Aim:
Express the lines below as a JSON list of strings, one string per line, omitting blank lines and leaving the pictures out.

*** The input

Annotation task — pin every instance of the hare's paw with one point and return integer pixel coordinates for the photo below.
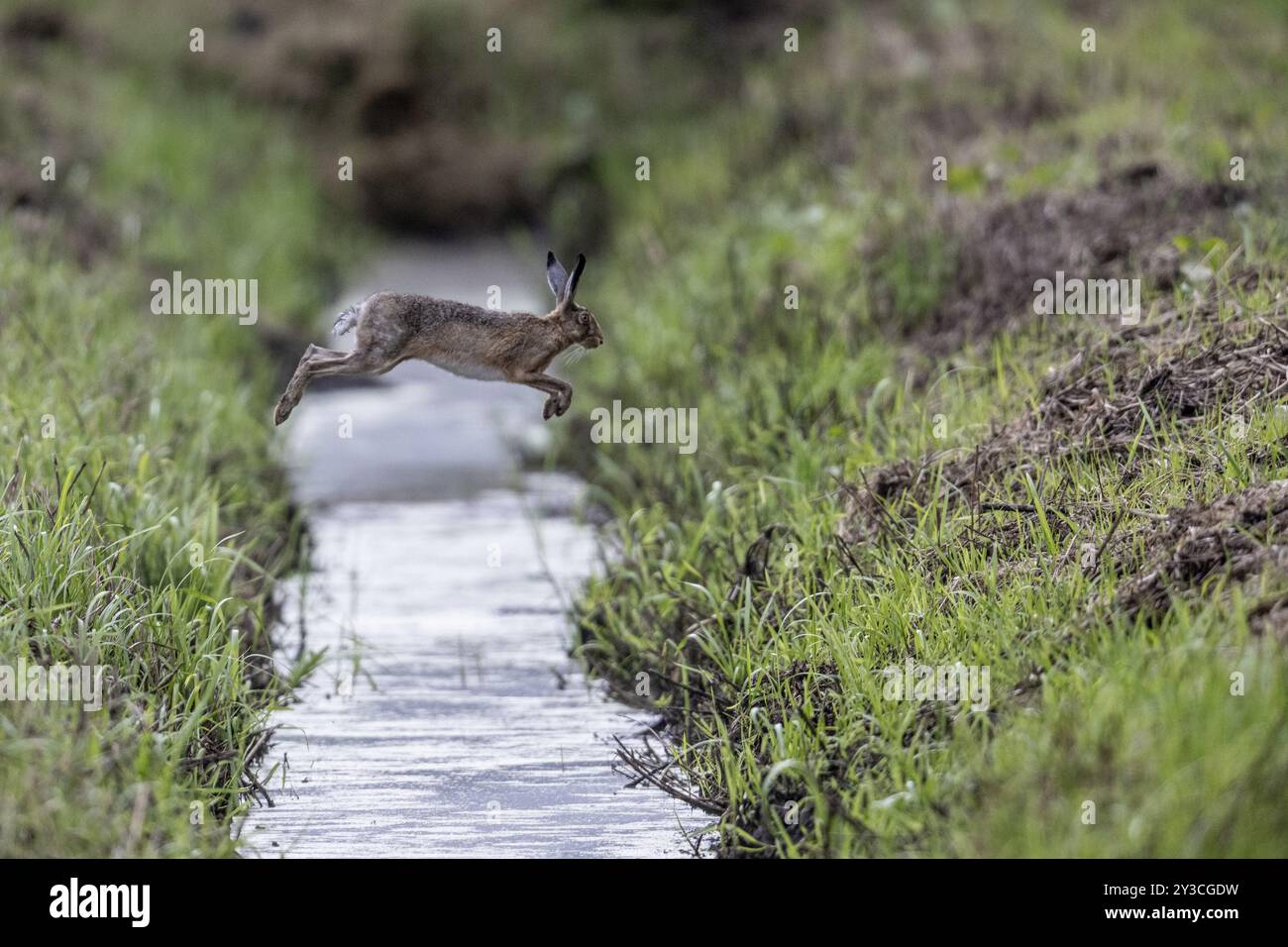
(283, 408)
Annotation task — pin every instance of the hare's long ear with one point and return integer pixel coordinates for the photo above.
(557, 275)
(575, 278)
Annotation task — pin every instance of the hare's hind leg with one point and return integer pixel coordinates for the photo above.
(318, 361)
(559, 392)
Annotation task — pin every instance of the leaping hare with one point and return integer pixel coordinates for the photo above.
(464, 339)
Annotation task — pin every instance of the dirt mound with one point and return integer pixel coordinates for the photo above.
(1122, 228)
(1112, 399)
(1107, 399)
(1239, 536)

******

Completed exercise:
[
  "Annotation task — pin every instance of the hare's paw with one point and return integer pixel coordinates for the photo below.",
  "(283, 408)",
  "Annotation task — pin every instance of the hare's long ear with one point and return integer pixel coordinates for the photo above.",
  "(557, 275)",
  "(575, 278)",
  "Annotation task — pin every instance of the hare's hind leg with one point and return integer pixel coordinates for the photo above.",
  "(318, 361)",
  "(559, 392)",
  "Annotation task — pin every instance of the leaping hare with one point and return integer pixel coordinates for the photo above.",
  "(464, 339)",
  "Annotation task — pin every instance of the dirt mound with one point and return integer pixel coordinates for the photo above.",
  "(1122, 228)",
  "(1112, 399)",
  "(1107, 399)",
  "(1239, 536)"
]